Rewrite every line of the items below, changing each "provide the position" to "give the location" and leaving everything else untouched.
- - - - -
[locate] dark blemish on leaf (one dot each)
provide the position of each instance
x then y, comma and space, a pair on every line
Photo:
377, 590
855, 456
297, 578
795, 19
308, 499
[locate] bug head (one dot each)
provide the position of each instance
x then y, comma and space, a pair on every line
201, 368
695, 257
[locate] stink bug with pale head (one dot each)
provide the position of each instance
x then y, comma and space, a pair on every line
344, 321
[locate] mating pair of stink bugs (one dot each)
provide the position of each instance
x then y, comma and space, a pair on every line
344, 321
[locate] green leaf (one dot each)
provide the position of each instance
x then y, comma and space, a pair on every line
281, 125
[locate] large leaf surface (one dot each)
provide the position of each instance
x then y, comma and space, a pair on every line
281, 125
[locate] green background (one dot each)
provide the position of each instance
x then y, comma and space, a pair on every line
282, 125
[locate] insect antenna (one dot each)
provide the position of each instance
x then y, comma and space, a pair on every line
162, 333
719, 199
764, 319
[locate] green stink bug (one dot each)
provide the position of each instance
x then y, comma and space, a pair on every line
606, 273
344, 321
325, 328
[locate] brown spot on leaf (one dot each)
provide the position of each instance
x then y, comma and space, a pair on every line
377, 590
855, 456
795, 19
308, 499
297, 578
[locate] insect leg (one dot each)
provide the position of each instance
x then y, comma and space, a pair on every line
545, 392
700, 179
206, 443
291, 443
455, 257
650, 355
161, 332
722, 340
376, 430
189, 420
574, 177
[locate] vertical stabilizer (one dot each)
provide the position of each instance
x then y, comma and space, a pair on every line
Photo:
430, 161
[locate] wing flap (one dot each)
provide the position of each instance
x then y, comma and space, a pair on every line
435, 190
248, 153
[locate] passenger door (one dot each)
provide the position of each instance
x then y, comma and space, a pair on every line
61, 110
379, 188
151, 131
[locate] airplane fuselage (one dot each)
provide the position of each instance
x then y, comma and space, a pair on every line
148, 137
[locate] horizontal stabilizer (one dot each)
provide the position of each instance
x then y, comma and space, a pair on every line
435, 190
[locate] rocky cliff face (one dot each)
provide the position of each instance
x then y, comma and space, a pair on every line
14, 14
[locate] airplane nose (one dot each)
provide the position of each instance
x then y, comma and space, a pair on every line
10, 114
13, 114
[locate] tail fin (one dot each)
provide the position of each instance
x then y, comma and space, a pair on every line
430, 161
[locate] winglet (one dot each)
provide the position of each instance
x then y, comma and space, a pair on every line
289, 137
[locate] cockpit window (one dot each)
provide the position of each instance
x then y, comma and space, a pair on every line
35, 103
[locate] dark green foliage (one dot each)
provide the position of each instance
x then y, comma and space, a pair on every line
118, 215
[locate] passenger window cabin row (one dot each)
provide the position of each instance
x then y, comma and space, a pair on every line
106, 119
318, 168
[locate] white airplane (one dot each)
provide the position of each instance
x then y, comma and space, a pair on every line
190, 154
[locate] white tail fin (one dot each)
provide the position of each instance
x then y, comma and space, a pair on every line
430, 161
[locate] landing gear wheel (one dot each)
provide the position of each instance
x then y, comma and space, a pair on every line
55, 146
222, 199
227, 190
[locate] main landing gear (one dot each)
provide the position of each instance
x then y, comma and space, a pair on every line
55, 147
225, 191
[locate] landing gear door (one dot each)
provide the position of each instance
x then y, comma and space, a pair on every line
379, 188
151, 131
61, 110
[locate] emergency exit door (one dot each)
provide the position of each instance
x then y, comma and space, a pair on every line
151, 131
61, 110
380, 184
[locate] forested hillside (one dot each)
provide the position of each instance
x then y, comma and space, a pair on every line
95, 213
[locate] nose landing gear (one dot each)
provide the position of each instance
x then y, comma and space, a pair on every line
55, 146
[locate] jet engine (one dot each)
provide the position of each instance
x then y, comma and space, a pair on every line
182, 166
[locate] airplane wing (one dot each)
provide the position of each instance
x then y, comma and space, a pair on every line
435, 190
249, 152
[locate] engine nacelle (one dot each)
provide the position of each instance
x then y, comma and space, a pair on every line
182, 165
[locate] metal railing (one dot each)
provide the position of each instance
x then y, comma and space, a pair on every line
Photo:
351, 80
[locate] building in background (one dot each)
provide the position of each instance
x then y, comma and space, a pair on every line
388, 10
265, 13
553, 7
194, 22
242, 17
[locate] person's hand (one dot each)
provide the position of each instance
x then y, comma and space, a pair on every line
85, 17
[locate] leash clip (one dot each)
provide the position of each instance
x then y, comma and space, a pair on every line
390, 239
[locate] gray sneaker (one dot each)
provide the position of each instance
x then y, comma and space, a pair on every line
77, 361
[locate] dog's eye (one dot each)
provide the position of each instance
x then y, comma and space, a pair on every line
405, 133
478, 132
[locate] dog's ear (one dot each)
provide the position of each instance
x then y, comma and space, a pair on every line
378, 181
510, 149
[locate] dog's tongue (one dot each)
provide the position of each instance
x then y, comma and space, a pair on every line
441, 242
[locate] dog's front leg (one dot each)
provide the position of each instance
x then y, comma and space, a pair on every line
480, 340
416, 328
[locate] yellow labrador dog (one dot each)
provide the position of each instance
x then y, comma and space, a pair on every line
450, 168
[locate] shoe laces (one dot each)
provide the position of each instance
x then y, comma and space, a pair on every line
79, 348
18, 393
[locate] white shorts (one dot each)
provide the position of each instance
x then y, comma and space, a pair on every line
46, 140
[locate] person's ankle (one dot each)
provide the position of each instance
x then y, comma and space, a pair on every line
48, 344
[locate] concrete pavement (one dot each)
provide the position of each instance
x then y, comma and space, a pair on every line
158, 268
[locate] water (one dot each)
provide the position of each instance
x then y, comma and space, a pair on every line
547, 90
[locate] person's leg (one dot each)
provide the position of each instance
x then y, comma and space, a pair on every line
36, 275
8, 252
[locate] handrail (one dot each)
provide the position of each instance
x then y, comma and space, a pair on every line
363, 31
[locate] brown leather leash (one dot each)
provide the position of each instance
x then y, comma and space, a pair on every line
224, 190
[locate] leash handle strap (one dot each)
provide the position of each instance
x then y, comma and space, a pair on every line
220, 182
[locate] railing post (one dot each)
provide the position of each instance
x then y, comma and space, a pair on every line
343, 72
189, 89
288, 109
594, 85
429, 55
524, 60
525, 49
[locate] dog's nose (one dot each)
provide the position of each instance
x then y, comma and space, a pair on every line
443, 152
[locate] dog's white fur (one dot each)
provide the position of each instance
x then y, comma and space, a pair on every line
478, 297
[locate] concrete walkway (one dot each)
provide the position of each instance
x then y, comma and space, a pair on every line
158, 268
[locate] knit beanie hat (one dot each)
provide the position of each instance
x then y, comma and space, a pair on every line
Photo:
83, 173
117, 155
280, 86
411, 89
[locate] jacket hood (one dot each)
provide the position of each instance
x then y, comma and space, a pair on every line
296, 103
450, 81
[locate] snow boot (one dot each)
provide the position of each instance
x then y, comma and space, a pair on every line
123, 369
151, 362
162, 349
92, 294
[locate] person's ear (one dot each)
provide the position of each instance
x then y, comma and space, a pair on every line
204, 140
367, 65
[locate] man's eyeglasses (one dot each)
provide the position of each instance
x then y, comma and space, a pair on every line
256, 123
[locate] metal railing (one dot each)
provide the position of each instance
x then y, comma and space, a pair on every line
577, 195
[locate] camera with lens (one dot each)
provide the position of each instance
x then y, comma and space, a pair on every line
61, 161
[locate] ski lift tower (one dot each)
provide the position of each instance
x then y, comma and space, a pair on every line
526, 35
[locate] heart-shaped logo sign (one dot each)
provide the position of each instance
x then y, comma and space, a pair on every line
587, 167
- - - - -
Reply |
[locate] dark blemish on leaf (one dot each)
give the location of each instance
x then y, comma and space, a pair on every line
Photo:
377, 590
855, 456
297, 578
795, 19
308, 499
[locate] bug head (one dot each)
give the location of each instance
x then y, comma and space, a pair on every line
201, 368
695, 257
[locate] stink bug with pale head (one dot each)
give the location of each instance
x then y, comma and space, a pair on every line
344, 321
[locate] mating pair of stink bugs (one dot each)
give the location of each instance
x then y, comma and space, a pair on every line
344, 321
[locate] green leaf (one dot each)
give the location of each instance
x then y, comma and space, a pair on every line
281, 125
[locate] large leaf surface (one dot each)
give the location of each instance
x then y, comma and space, a pair on every line
281, 125
[locate] green background (one dot each)
give the location of each instance
x then y, comma and space, a pair on every line
282, 125
[locate] insect antenna (one dot each)
give the location of each instance
x then y, comma and space, a pair on every line
162, 333
719, 199
764, 319
[locate] green stink bug (one dot each)
give the location of each instance
x then y, comma and space, a pair on every line
606, 273
344, 321
325, 328
[locate] brown spot on leaf (one dot each)
give the location of each instance
x then y, comma and space, a pair on every line
377, 590
855, 456
795, 19
308, 499
297, 578
[locate] insect leg (one dot each)
give the location of each instance
x then y, comma and space, a pair on every line
545, 392
700, 179
206, 443
291, 443
455, 257
650, 355
161, 332
722, 340
376, 430
189, 420
574, 177
[locate] vertical stabilizer (one dot each)
give the location of each instance
x then y, comma and space, a pair on every line
Photo:
430, 161
[locate] wing flap (one dot each)
give the location of each instance
x then y, comma and space, a pair on every line
435, 190
248, 153
[locate] passenger door (one dot each)
give the location of each instance
x then y, comma and space, a pair on every line
61, 110
379, 188
151, 131
[locate] airplane fuselage (one dot each)
give the location of each instance
x then y, comma and space, a pair on every line
148, 137
[locate] horizontal stabilizer (one dot each)
give the location of each instance
x then y, comma and space, a pair on every line
435, 190
[locate] rocky cliff face (one dot each)
give the location of each instance
x then y, comma and space, a pair on every line
14, 14
[locate] airplane nose (one dot each)
give the location of each instance
x then y, comma and space, a pair on every line
10, 114
13, 114
[locate] tail fin (one dot each)
give the location of each instance
x then y, comma and space, a pair on every line
430, 161
[locate] winglet (one dot each)
give the location of each instance
x then y, comma and space, a pair on every line
289, 137
[locate] cockpit window (one dot each)
give the location of each instance
x then y, comma and space, a pair on every line
35, 103
[locate] dark green foliage (one dot each)
give the location of each instance
x then y, comma and space, a pair on every line
118, 215
[locate] passenger window cabin row (one dot each)
give the location of each instance
x then y, comma and space, a pair on every line
106, 119
318, 168
[locate] white airplane (one dot each)
give the location of each instance
x then y, comma and space, a pair on every line
190, 154
[locate] white tail fin (one dot each)
give the location of each instance
x then y, comma and space, a pair on every line
430, 161
[locate] landing gear wheel (one dot each)
give the location of each instance
x then y, comma and space, a pair on every line
55, 146
222, 199
227, 190
[locate] main landing gear (one dot each)
give the location of each instance
x then y, comma and space, a pair on every line
55, 147
225, 191
[locate] landing gear door (one dot each)
give the location of each instance
x then y, comma and space, a pair on every line
379, 188
151, 131
61, 110
[locate] emergency exit door (one dot each)
give the location of each instance
x then y, comma and space, a pair on every line
151, 131
61, 110
380, 184
[locate] forested hillside (one dot each)
give the location of each instance
x then y, comma and space, a pair on every line
95, 213
[locate] nose landing gear (one dot each)
give the location of each instance
x then y, comma and space, a pair on every line
55, 146
[locate] jet engine (one dot each)
give the location of each instance
x then y, comma and space, a pair on every line
182, 166
[locate] airplane wing (one dot each)
give the location of each instance
x then y, comma and space, a pair on every line
435, 190
249, 152
[locate] engine nacelle (one dot each)
give the location of each instance
x then y, comma and space, a pair on every line
182, 165
[locate] metal railing (one dot each)
give the location of each instance
x then y, comma and space, a pair on every line
Photo:
351, 80
[locate] building in background (one dot each)
give the location of each instance
x then y, comma and space, a pair on every line
388, 10
265, 13
553, 7
194, 22
242, 17
[locate] person's hand (one dot each)
give the location of each instance
x then y, comma and space, a pair on every line
85, 17
[locate] leash clip (one dot each)
give the location of each instance
x then y, comma and space, a pair on every line
390, 239
[locate] gray sneaker (one dot each)
give the location of each instance
x then y, comma and space, a pair on every line
77, 361
[locate] dog's eye (one dot each)
give the location of each instance
x then y, comma and space, a pair on every line
405, 133
478, 132
[locate] dog's ear (one dot each)
give the location of each instance
x then y, comma and space, a pair on every line
378, 181
510, 149
[locate] dog's tongue (one dot each)
give the location of each instance
x then y, comma and space, a pair on every line
441, 242
[locate] dog's front leg (one dot each)
give the location of each instance
x then y, comma and space, a pair on every line
480, 340
416, 328
[locate] yellow labrador dog (one dot each)
give the location of each instance
x then y, comma and space, a pair on every line
450, 168
[locate] shoe laces (one dot each)
give the location of each instance
x then y, comma and space, a pair on every line
79, 348
18, 393
[locate] white shorts (one dot each)
give the location of each instance
x then y, comma and space, a pair on every line
46, 140
[locate] person's ankle (one dot each)
give the location of each instance
x then y, comma and space, a pair on every line
48, 344
[locate] concrete pavement (one dot each)
give the location of each instance
x then y, comma and space, a pair on every line
158, 268
[locate] water (one dot each)
give the location of each instance
x then y, comma and space, a pair on every line
547, 90
[locate] person's leg (one dot each)
give the location of each instance
x then y, comma and space, a pair on every line
36, 275
8, 252
[locate] handrail (one dot each)
give the location of each instance
x then y, comma and space, a pair on every line
363, 31
[locate] brown leather leash (one dot each)
give the location of each instance
x then y, comma and space, a pair on every line
224, 190
[locate] leash handle strap (one dot each)
give the location of each instance
x then y, comma and space, a pair on every line
220, 182
[locate] railing post (one dot each)
give the location of each instance
x then y, comma and space, a pair on every line
343, 72
189, 89
288, 109
594, 85
429, 55
524, 60
525, 49
[locate] dog's nose (one dot each)
give the location of each instance
x then y, comma and space, a pair on every line
443, 152
[locate] dog's white fur (one dot each)
give the location of each instance
x then y, comma and space, a pair on every line
478, 297
[locate] concrete walkway (one dot each)
give the location of each instance
x then y, comma and space, a pair on every line
158, 268
[locate] knit beanie hat (one dot each)
give the location of each instance
x then y, comma and space, a pair on every line
Photo:
83, 173
117, 155
280, 86
411, 89
[locate] jacket hood (one dot each)
give the location of each instance
x then y, comma and space, a pair on every line
296, 103
450, 81
[locate] snow boot (one dot each)
give the location of each instance
x then y, comma and space, a pair on every line
123, 369
151, 362
162, 349
92, 294
[locate] person's ear (one dot each)
give the location of each instance
x then y, comma and space, a pair on every line
204, 140
367, 65
[locate] man's eyeglasses (one dot each)
give the location of each instance
x then y, comma and space, a pair on every line
256, 123
[locate] metal railing (one dot each)
give the location of each instance
x then y, comma and space, a pair on every line
577, 195
[locate] camera with lens (one dot each)
give the location of each instance
x then y, comma and space, a pair on every line
61, 161
[locate] ski lift tower (one dot each)
give the location of each instance
x then y, comma and space, a pair on every line
526, 35
[locate] heart-shaped logo sign (one dot each)
give the location of each instance
x then y, comma and space, a pair on every line
587, 167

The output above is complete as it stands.